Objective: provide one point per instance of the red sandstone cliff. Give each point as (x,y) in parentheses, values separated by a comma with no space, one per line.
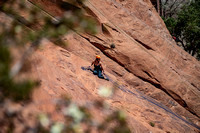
(145,58)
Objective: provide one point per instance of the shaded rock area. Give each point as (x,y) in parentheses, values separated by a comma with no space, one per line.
(144,58)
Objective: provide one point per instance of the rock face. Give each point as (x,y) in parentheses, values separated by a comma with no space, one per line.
(145,58)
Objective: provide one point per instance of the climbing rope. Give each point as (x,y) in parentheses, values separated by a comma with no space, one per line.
(144,97)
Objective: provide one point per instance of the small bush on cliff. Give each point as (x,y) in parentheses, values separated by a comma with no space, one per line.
(187,28)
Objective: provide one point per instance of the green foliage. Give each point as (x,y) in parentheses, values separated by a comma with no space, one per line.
(187,28)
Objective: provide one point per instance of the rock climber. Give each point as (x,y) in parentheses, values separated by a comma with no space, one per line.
(98,69)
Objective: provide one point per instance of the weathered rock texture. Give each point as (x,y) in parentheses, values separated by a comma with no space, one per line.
(145,58)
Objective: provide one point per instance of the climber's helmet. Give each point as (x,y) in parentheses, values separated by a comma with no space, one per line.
(98,57)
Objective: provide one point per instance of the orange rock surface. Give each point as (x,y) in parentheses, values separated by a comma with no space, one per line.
(145,58)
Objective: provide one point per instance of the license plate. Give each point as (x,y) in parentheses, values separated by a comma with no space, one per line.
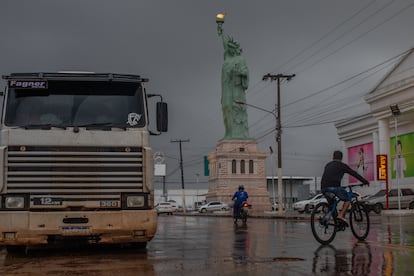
(75,230)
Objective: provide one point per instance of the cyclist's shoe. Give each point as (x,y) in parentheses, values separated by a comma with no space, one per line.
(343,222)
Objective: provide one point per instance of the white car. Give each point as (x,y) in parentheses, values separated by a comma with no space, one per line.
(165,207)
(213,206)
(304,205)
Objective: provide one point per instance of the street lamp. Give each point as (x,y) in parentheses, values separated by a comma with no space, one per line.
(395,110)
(279,175)
(273,178)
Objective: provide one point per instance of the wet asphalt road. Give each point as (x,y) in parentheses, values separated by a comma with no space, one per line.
(207,245)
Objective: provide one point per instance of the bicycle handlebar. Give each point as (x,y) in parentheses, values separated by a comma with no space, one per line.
(357,185)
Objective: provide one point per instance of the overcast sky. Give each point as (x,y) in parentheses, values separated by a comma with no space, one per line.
(338,50)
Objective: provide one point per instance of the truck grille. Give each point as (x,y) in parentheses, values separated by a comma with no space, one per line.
(75,173)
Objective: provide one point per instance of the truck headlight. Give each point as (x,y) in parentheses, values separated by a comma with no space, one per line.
(14,202)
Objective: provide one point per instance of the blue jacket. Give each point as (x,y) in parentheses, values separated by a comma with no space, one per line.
(241,196)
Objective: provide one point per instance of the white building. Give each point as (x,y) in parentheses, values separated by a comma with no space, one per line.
(373,134)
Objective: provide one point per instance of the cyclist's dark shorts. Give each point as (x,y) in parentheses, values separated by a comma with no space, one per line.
(339,192)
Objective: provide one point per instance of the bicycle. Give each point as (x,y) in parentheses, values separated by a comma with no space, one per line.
(324,222)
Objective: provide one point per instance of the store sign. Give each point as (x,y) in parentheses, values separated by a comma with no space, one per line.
(28,84)
(382,167)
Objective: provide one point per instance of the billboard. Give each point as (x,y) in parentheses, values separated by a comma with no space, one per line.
(404,163)
(361,159)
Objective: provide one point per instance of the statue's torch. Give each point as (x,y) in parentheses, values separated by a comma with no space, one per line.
(220,21)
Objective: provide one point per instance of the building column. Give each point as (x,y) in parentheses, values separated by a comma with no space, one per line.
(384,137)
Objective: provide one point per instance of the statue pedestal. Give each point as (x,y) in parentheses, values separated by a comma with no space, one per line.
(234,163)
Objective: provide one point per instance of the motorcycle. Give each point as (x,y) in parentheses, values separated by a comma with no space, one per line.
(243,212)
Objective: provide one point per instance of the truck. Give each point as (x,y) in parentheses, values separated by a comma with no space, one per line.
(75,159)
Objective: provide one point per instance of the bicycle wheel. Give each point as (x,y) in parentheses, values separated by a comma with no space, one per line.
(323,228)
(359,221)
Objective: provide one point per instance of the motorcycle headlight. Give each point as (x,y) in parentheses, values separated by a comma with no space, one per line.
(14,202)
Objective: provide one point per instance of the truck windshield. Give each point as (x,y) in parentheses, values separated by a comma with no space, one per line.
(77,103)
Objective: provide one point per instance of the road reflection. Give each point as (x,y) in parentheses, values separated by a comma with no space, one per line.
(86,260)
(241,244)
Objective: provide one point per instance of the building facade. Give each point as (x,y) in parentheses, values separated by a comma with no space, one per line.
(383,131)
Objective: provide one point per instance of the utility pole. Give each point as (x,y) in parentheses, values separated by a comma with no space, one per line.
(182,170)
(277,78)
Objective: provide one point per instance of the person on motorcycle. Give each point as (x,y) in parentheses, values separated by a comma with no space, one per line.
(240,196)
(331,181)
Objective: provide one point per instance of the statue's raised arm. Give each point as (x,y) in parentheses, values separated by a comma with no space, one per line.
(234,82)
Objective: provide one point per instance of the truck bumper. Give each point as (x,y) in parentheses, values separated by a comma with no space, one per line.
(35,228)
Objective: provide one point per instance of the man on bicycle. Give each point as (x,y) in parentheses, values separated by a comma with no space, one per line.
(240,196)
(332,177)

**Task objective:**
Beginning at the line with "Objective: provide one point per instance of the man" and ending at the last line of the entries, print every line exactly.

**Written reply:**
Objective: provide one point per instance of the man on bicycle. Give each point as (x,y) in parentheses, values separated by a comma with no space, one per line.
(240,196)
(332,177)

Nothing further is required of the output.